_Exercise instructions_.
Turn every line of the listing below into a JSON array of strings, one string per line, with blank lines omitted.

** START OF Provided data **

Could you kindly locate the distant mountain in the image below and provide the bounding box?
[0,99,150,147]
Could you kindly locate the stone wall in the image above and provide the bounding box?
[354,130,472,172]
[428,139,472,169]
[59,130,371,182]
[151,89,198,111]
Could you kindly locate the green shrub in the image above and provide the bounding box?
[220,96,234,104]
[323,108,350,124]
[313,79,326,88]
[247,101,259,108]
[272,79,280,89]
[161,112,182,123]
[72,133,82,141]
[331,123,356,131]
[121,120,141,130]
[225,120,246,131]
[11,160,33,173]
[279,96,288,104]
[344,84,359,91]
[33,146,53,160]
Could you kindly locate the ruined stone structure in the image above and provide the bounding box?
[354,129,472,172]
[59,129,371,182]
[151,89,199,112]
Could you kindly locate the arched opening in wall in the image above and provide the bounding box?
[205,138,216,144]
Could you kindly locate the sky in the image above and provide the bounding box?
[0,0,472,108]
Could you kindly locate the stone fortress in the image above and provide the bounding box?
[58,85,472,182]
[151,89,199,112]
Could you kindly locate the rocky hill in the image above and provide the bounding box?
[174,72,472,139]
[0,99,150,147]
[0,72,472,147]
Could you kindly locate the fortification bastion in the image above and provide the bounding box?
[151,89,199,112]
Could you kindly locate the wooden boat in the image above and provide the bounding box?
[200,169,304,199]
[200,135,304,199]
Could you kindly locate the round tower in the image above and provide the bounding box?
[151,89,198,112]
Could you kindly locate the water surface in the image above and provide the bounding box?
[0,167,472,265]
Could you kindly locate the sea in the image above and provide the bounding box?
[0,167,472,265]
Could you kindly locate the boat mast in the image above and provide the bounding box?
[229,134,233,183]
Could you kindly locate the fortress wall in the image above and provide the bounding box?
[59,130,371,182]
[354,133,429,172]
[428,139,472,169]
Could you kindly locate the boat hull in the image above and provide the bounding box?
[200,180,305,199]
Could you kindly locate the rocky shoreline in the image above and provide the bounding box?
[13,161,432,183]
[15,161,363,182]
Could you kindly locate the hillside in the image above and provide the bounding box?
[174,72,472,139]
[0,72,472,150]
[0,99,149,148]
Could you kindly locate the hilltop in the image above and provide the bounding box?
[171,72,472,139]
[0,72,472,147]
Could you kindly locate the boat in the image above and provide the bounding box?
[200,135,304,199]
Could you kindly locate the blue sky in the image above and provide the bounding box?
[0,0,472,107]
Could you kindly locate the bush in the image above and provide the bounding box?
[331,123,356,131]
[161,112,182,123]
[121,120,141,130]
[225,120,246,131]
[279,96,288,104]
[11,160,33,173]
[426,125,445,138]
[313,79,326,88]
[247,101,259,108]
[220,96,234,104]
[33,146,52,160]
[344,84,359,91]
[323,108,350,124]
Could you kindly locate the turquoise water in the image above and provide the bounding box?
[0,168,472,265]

** END OF Provided data **

_Answer to this exercise_.
[
  "Could you kindly locate the distant mountain in the image below and provide the bounding box?",
  "[0,99,150,147]",
  "Could you kindly locate the stone wall in the image above and provide the bounding box?",
  "[354,130,472,172]",
  "[428,139,472,169]",
  "[59,130,371,182]",
  "[151,89,198,111]",
  "Could you kindly locate the green shrub in the image above and provide the bounding box?",
  "[220,96,234,104]",
  "[323,108,350,124]",
  "[313,79,326,88]",
  "[247,101,259,108]",
  "[272,79,280,89]",
  "[161,112,182,123]",
  "[72,133,82,141]",
  "[331,123,356,131]",
  "[121,120,141,130]",
  "[225,120,246,131]",
  "[11,160,33,173]",
  "[279,96,288,104]",
  "[344,84,359,91]",
  "[33,146,53,160]",
  "Could you kindly locate the ruined stone structure in the image above and provide the bounding box?",
  "[354,129,472,172]",
  "[59,129,371,182]",
  "[151,89,199,112]",
  "Could you kindly locate the arched opening in wall in the image above and provide the bounding box?",
  "[205,138,216,144]",
  "Could you kindly locate the sky in the image above and provide the bounding box?",
  "[0,0,472,108]",
  "Could you kindly locate the stone fortress in the image above and provide the bounding box?",
  "[58,85,472,182]",
  "[151,89,199,112]",
  "Could you kindly locate the rocky hill in the image above and provide the bounding box?",
  "[174,72,472,139]",
  "[0,99,150,147]",
  "[0,72,472,147]",
  "Could you kindly locate the fortification bastion in the image above and provide the bounding box?",
  "[151,89,199,112]",
  "Could you kindly locate the wooden boat in the image above and provide the bounding box?",
  "[200,169,304,199]",
  "[200,135,304,199]",
  "Could you kindly locate the round tower in the image above and provide the bounding box?",
  "[151,89,198,112]",
  "Could you kindly locate the water surface in the image above and provide the bounding box?",
  "[0,167,472,265]",
  "Could you kindly locate the sea in the image above and provide the bounding box?",
  "[0,167,472,265]",
  "Could you kindly locate the boat mast in the image above and provide the bounding box?",
  "[229,134,233,183]",
  "Could you kindly locate the fortress wall in the image above and provide the bounding box?",
  "[59,130,371,182]",
  "[354,133,429,172]",
  "[428,139,472,169]",
  "Could you kindly locate the boat hull in the image above and provide the bounding box?",
  "[200,180,305,199]",
  "Could you kindly locate the rocky shoreline in the image above and provide the bounding box?",
  "[13,161,432,183]",
  "[15,161,363,182]",
  "Could you kindly locate the hillside in the image above and provide the bounding box?",
  "[174,72,472,139]",
  "[0,72,472,150]",
  "[0,99,149,148]",
  "Could you kindly locate the hilltop in the image above and provide the bounding box?",
  "[171,72,472,139]",
  "[0,72,472,147]",
  "Could you kindly locate the boat in the image above and provide the bounding box?",
  "[200,135,304,199]",
  "Could you kindly locate the blue sky in the image above and provide the bounding box?",
  "[0,0,472,107]",
  "Could you kindly locate the bush in the image above and provide the bounding box?",
  "[331,123,356,131]",
  "[161,112,182,123]",
  "[121,120,141,130]",
  "[225,120,246,131]",
  "[279,96,288,104]",
  "[11,160,33,173]",
  "[426,125,445,138]",
  "[313,79,326,88]",
  "[247,101,259,108]",
  "[220,96,234,104]",
  "[33,146,52,160]",
  "[344,84,359,91]",
  "[323,108,350,124]",
  "Could you kindly locate the turquoise water in the image above and provide the bounding box?",
  "[0,168,472,265]"
]